▶ _Task instructions_: Write each record again exactly as it stands.

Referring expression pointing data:
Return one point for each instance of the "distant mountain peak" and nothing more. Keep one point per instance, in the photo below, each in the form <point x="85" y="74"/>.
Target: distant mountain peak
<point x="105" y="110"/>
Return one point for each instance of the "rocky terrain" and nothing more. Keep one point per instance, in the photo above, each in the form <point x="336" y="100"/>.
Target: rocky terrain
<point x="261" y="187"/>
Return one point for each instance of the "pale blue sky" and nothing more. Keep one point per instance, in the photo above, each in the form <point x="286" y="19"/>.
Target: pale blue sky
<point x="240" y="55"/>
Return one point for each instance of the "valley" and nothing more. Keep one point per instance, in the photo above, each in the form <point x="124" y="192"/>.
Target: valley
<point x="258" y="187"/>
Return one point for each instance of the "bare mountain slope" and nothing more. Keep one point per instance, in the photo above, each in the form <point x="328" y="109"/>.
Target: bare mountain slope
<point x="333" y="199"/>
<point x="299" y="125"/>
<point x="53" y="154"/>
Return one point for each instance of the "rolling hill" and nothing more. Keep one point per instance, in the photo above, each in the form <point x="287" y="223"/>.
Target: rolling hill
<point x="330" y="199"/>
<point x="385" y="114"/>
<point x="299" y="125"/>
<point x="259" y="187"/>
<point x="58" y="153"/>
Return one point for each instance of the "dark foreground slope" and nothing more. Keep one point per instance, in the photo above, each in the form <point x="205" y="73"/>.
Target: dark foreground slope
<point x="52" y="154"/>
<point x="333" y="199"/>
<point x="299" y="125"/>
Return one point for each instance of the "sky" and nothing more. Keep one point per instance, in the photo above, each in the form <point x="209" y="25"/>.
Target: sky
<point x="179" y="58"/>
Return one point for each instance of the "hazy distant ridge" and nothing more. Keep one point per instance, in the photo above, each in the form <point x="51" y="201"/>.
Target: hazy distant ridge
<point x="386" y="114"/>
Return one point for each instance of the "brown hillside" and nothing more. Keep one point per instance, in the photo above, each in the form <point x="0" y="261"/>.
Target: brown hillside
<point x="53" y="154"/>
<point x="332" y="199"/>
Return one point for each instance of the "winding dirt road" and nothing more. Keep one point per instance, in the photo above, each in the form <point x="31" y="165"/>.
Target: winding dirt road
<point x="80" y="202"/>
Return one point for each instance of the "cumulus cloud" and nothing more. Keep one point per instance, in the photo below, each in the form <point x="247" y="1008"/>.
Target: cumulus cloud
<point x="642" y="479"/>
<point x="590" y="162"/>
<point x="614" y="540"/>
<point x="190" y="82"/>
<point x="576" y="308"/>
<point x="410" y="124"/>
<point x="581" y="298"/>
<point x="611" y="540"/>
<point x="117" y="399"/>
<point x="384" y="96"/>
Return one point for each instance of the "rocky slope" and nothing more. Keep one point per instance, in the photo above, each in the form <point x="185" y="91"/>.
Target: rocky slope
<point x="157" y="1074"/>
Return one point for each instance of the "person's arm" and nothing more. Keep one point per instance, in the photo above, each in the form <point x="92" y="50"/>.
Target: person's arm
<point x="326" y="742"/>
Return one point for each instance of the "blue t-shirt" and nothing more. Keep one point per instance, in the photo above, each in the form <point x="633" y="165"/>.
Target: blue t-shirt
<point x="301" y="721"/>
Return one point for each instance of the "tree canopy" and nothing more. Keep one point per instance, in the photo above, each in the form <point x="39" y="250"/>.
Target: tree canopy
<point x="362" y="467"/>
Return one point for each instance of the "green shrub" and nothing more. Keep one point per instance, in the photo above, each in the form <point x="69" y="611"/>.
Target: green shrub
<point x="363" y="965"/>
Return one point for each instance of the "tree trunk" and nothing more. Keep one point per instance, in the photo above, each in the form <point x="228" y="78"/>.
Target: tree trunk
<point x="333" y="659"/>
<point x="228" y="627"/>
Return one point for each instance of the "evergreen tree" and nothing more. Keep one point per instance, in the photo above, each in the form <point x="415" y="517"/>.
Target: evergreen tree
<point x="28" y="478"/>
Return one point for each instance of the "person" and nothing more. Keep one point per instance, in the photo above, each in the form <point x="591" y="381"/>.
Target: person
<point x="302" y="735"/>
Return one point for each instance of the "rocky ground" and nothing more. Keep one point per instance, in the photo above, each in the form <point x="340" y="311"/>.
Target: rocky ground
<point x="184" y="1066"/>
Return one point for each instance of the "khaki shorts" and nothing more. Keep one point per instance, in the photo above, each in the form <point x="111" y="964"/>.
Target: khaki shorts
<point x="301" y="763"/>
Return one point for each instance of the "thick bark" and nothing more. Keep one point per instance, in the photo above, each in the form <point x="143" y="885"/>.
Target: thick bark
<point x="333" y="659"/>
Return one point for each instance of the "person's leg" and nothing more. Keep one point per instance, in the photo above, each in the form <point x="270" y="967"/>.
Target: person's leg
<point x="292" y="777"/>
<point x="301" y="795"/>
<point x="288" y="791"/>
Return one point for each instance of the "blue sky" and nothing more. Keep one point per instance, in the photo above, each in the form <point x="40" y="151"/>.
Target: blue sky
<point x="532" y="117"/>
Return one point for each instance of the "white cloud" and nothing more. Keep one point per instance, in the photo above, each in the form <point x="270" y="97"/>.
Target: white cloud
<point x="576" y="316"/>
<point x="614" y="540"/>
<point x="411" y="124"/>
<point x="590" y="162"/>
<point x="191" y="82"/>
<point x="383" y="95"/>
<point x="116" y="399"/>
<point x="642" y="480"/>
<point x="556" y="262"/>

▶ _Task result_:
Return one point for each instance of the "distant mountain peak" and nothing more. Keep one point per instance, in the photo below, each in the form <point x="85" y="74"/>.
Target: distant mountain peak
<point x="105" y="110"/>
Return one point for each instance of the "rocky terrain" and nothing more. Keep one point per instance, in the photo above, each in the form <point x="336" y="100"/>.
Target: rocky terrain
<point x="261" y="187"/>
Return one point for each instance of the "pale blue sky" and nothing more. Keep one point per instance, in the photo above, each in the form <point x="286" y="19"/>.
Target: pale blue sky
<point x="240" y="55"/>
Return one point for each instance of the "valley" and nothing more. Keep one point per instance, in the photo above, each in the form <point x="124" y="192"/>.
Target: valley
<point x="258" y="187"/>
Return one point for each instance of the "bare mountain slope" and nothing more. Keep one point per instance, in the photo above, each in the form <point x="328" y="109"/>.
Target: bare mountain slope
<point x="333" y="199"/>
<point x="299" y="125"/>
<point x="53" y="154"/>
Return one point for each instance of the "rolling hill" and nothing more. Keep one point per instance, in the photo above, each in the form <point x="287" y="223"/>.
Target: rolling hill
<point x="330" y="199"/>
<point x="385" y="114"/>
<point x="299" y="125"/>
<point x="259" y="187"/>
<point x="58" y="153"/>
Return one point for each instance of the "dark foreground slope" and nothing more. Keep one point per instance, in the photo above, each in the form <point x="205" y="73"/>.
Target: dark foreground slope
<point x="52" y="154"/>
<point x="333" y="199"/>
<point x="299" y="125"/>
Return one point for each instance of the "sky" and nothing more. Keep one point per instance, in the photo above, each in the form <point x="209" y="25"/>.
Target: sky
<point x="179" y="58"/>
Return one point for each instance of the "hazy distant ridge" and nothing more. Keep one point per instance, in the photo above, each in the form <point x="51" y="201"/>.
Target: hazy distant ridge
<point x="386" y="114"/>
Return one point for each instance of the "brown hillside" and nothing more. Keep one point per instance, in the photo above, each in the form <point x="0" y="261"/>.
Target: brown hillside
<point x="53" y="154"/>
<point x="332" y="199"/>
Return one point for each instance of the "winding dirt road" and nothing more. Keep one point per instance, in the photo above, each in the form <point x="31" y="165"/>.
Target: winding dirt road
<point x="80" y="202"/>
Return one point for each instance of the "cumulus cloud" and nothing more. Keep one point per instance, in the photo below, each in the form <point x="247" y="1008"/>.
Target: cumulus cloud
<point x="642" y="479"/>
<point x="590" y="162"/>
<point x="614" y="540"/>
<point x="190" y="82"/>
<point x="576" y="308"/>
<point x="410" y="124"/>
<point x="581" y="298"/>
<point x="611" y="540"/>
<point x="117" y="399"/>
<point x="384" y="96"/>
Return one point for each instance of the "rocky slope" and nothing more. Keep one point per instance, in the photo above, each in the form <point x="185" y="91"/>.
Target: rocky slope
<point x="157" y="1074"/>
Return one point for each instance of the "person's arm" and nothing more. Keep one point per instance, in the photo above, each in the form <point x="92" y="50"/>.
Target: person's arm
<point x="326" y="742"/>
Return one point for each instance of the "blue t-shirt" and nothing more. Keep one point per instance, in the photo above, each in the form <point x="633" y="165"/>.
Target: blue t-shirt
<point x="301" y="721"/>
Return one point for each instance of the "tree canopy" and nothing more. Keep one point per instance, in the photo above, each in the form <point x="39" y="250"/>.
Target: tree canopy
<point x="362" y="467"/>
Return one point for each instance of the "green shrub" and nothing more. Keep one point per instance, in the photo above, each in the form <point x="69" y="611"/>.
Target: green shrub
<point x="363" y="965"/>
Return one point for each instance of the "tree trunk" and nothing more. Keep one point per instance, in the photo above, each in the form <point x="228" y="78"/>.
Target: tree trunk
<point x="333" y="659"/>
<point x="228" y="627"/>
Return one point for each instance of the "evergreen tree" and nothing more. Keep one point per instance, in the photo above, each in the form <point x="415" y="517"/>.
Target: evergreen tree
<point x="28" y="478"/>
Return one point for each instance of the "person" and nothing more. Keep one point per instance, in the photo above, each in the form <point x="591" y="381"/>.
Target: person
<point x="302" y="735"/>
Return one point for each instance of the "rocky ground" and nothing more. Keep one point per instance, in the photo above, each in the form <point x="340" y="311"/>.
Target: rocky ground
<point x="184" y="1066"/>
Return one point for each instance of the "khaki shorts" and nothing more. Keep one point per instance, in the photo above, each in the form <point x="111" y="964"/>.
Target: khaki shorts
<point x="301" y="763"/>
Return one point for each instance of the "thick bark" and nothing more. Keep one point per instance, in the photo above, each in the form <point x="143" y="885"/>.
Target: thick bark
<point x="333" y="659"/>
Return one point for each instance of the "person's leg" and nothing more. Keep one point per instance, in the photo above, each in the form <point x="270" y="967"/>.
Target: person's leg
<point x="292" y="777"/>
<point x="301" y="795"/>
<point x="288" y="791"/>
Return one point for each instance of the "blue sky" and nothing more. Keep one point per instance, in the photo above, each in the form <point x="40" y="151"/>.
Target: blue sky
<point x="532" y="117"/>
Return one point for each instance of the "white cloud" and nothing more. Keep one point per instance, in the photo above, each in the form <point x="270" y="97"/>.
Target: white cloud
<point x="576" y="316"/>
<point x="614" y="540"/>
<point x="411" y="124"/>
<point x="590" y="162"/>
<point x="191" y="82"/>
<point x="383" y="95"/>
<point x="116" y="399"/>
<point x="642" y="480"/>
<point x="556" y="262"/>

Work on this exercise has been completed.